[START OF Data shown]
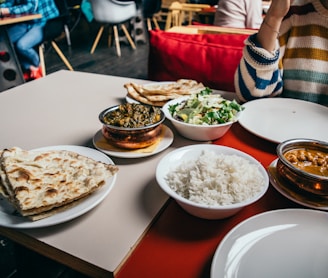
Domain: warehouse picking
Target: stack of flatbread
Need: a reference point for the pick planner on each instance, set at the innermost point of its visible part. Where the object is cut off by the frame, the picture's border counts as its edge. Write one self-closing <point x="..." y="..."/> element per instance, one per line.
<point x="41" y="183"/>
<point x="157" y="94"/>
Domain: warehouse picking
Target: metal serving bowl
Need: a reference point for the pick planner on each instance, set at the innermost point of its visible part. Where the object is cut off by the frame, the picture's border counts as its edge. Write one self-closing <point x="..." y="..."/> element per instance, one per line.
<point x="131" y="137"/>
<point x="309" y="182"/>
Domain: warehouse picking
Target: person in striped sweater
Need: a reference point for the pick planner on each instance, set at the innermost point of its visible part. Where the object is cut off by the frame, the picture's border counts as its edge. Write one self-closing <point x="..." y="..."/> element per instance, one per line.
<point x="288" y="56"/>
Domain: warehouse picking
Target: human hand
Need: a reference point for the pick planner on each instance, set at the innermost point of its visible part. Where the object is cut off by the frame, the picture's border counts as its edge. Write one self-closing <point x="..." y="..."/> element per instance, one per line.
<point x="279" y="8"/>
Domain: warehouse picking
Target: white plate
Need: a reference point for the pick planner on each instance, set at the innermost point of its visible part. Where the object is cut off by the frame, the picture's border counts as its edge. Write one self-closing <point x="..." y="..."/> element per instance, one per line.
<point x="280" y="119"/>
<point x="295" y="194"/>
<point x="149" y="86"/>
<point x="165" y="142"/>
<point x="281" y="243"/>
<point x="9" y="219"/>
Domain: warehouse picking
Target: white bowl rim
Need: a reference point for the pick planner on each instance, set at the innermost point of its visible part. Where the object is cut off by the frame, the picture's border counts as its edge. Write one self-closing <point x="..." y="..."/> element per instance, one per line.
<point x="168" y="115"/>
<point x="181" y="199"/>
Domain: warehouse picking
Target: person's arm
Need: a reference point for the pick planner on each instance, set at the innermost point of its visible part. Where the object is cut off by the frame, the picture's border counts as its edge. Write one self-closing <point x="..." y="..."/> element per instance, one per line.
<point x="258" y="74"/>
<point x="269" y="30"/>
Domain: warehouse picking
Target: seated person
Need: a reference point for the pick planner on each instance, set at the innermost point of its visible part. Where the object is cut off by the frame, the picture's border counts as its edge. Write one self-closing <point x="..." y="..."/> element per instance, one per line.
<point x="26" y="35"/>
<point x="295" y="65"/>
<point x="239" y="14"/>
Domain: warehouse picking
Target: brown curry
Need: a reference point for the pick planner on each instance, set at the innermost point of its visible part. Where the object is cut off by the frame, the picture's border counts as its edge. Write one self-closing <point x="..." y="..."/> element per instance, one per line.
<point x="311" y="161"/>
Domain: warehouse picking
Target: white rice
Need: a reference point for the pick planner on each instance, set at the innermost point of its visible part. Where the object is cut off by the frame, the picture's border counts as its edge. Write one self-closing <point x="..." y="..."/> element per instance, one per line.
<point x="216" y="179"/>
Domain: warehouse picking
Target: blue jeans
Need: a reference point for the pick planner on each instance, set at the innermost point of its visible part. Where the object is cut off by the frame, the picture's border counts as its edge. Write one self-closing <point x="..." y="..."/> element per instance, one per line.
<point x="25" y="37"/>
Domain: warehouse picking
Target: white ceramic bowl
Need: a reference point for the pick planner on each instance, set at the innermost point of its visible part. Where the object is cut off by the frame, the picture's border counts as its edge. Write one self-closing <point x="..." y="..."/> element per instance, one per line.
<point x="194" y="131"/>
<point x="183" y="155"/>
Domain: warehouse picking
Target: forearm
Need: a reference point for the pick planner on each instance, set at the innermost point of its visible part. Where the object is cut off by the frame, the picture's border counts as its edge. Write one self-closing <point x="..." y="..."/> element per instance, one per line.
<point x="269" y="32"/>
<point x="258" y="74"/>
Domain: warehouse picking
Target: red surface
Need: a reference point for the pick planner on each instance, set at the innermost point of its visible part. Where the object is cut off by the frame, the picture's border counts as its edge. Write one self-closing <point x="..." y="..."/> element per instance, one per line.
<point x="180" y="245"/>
[END OF Data shown]
[START OF Data shown]
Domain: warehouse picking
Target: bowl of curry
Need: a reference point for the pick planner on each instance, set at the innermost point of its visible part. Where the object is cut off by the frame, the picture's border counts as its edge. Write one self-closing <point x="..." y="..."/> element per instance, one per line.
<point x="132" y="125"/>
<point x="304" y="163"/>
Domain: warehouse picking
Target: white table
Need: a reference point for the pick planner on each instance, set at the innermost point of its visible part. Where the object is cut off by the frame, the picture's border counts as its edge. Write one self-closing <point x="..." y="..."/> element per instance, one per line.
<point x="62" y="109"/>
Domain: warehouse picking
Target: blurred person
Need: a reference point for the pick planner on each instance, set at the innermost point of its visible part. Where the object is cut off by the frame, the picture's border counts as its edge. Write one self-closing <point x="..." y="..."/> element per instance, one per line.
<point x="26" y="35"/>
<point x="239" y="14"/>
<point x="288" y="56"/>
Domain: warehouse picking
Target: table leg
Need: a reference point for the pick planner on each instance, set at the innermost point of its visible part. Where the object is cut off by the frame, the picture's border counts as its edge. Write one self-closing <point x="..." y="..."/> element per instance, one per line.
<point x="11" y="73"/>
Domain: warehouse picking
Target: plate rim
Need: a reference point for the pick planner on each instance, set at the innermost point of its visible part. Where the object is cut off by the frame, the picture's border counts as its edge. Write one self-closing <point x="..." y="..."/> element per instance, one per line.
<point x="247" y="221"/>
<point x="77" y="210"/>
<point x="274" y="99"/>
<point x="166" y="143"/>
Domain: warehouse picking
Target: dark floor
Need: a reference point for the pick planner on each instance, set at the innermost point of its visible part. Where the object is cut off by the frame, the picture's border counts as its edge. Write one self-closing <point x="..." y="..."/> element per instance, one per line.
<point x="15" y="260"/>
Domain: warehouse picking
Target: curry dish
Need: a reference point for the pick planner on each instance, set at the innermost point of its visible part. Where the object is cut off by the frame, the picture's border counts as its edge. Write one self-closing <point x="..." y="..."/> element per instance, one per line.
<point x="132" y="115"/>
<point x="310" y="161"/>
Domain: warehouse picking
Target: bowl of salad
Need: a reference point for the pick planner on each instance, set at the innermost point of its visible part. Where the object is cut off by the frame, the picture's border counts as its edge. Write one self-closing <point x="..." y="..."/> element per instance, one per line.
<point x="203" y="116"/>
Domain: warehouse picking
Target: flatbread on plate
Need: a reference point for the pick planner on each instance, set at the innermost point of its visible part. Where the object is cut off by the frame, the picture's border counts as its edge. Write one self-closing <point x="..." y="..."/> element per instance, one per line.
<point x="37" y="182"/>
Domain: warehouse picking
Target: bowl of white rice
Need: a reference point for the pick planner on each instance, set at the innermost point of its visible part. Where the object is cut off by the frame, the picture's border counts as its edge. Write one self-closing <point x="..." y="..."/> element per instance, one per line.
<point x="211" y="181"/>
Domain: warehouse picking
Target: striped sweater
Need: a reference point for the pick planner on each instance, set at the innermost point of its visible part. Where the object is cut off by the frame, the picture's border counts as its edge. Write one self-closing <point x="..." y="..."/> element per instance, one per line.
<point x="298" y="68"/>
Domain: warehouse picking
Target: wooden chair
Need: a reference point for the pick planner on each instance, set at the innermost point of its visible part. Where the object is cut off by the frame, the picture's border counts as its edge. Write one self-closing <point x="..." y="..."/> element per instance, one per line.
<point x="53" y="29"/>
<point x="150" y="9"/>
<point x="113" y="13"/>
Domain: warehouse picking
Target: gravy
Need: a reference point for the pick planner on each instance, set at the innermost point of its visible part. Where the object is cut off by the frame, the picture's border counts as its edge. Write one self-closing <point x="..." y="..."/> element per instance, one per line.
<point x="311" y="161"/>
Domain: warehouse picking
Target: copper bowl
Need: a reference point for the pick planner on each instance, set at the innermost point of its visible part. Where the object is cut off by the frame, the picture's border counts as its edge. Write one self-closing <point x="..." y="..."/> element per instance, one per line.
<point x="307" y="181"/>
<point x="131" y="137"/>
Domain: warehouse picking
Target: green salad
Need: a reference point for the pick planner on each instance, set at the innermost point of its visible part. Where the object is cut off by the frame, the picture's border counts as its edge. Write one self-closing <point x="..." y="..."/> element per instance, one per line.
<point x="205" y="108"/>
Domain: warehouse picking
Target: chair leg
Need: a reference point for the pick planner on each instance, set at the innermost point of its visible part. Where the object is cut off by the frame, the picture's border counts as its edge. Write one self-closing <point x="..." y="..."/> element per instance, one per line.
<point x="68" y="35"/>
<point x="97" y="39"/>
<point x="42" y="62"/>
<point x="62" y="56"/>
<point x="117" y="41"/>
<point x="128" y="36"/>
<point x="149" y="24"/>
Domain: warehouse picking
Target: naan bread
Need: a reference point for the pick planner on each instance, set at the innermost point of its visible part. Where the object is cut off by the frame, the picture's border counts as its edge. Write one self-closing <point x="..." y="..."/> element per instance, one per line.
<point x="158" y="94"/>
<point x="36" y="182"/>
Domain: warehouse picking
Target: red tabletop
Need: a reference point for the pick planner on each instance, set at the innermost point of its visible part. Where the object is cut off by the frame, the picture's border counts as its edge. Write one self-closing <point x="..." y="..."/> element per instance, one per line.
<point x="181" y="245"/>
[END OF Data shown]
[START OF Data shown]
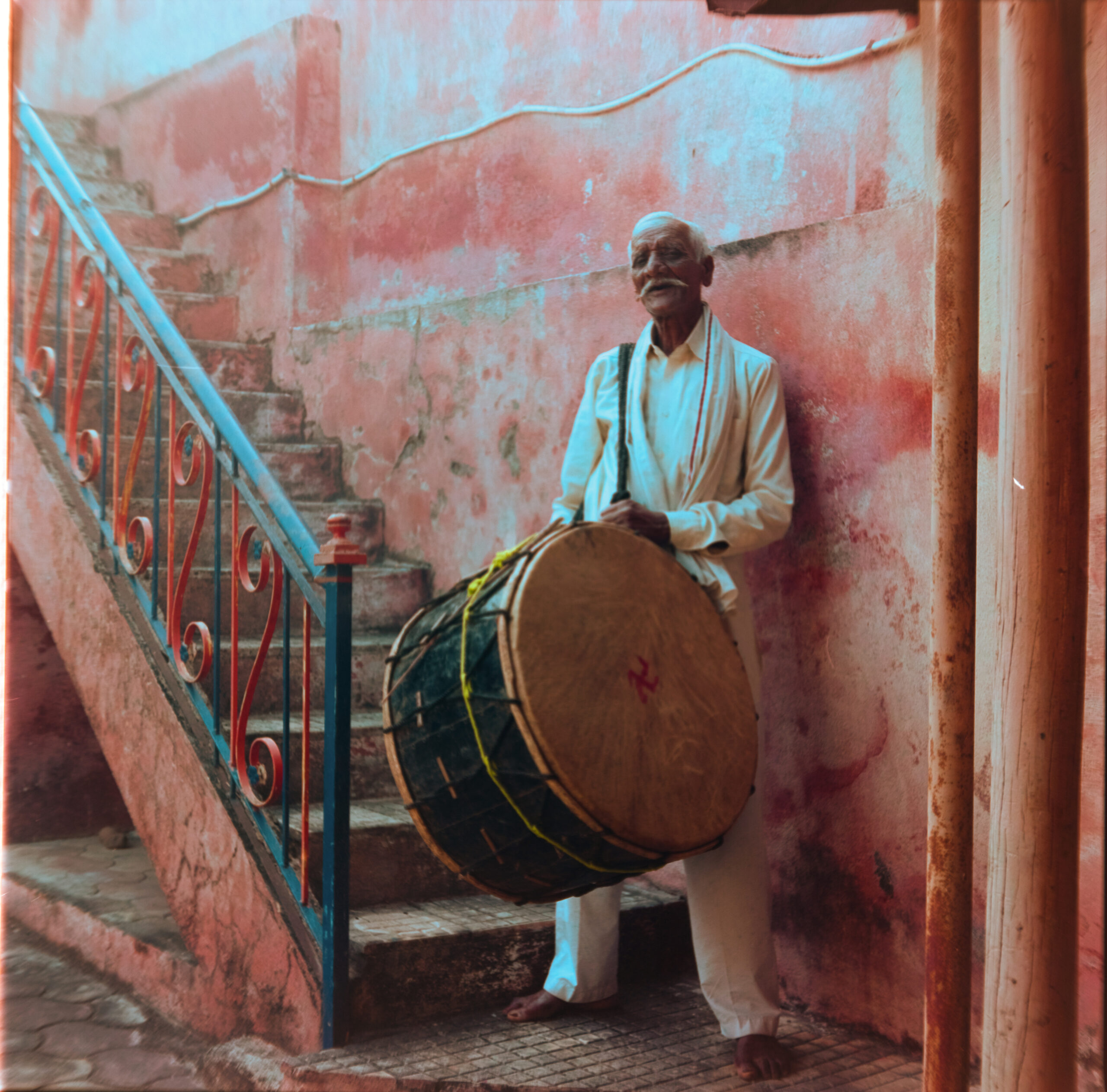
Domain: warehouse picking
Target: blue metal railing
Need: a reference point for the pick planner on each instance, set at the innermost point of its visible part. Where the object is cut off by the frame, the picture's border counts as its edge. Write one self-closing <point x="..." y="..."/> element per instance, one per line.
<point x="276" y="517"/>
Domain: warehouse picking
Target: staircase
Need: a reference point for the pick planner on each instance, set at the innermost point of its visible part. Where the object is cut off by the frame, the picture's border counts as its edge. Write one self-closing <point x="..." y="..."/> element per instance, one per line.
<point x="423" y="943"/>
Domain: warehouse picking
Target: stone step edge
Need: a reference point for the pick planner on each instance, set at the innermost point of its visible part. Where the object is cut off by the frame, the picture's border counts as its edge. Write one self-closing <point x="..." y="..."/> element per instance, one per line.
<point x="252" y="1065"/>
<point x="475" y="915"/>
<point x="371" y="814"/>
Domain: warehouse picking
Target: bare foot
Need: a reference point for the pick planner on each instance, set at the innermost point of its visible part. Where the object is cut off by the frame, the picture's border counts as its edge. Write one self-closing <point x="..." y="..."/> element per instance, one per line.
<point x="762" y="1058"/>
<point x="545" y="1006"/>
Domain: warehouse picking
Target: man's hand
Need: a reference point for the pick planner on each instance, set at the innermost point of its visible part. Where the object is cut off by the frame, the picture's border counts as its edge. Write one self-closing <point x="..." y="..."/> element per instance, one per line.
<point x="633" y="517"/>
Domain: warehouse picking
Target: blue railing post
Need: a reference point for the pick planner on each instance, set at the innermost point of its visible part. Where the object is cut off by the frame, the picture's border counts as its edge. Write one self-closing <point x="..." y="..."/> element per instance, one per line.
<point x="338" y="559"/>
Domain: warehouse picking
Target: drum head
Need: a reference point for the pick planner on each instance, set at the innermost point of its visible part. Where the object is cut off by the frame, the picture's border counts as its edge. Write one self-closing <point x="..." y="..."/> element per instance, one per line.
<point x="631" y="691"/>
[END OF Data shown]
Instructions to follow:
Report every line of the records above that contains the string "metal".

Solution below:
Target: metal serving bowl
Target: blue metal railing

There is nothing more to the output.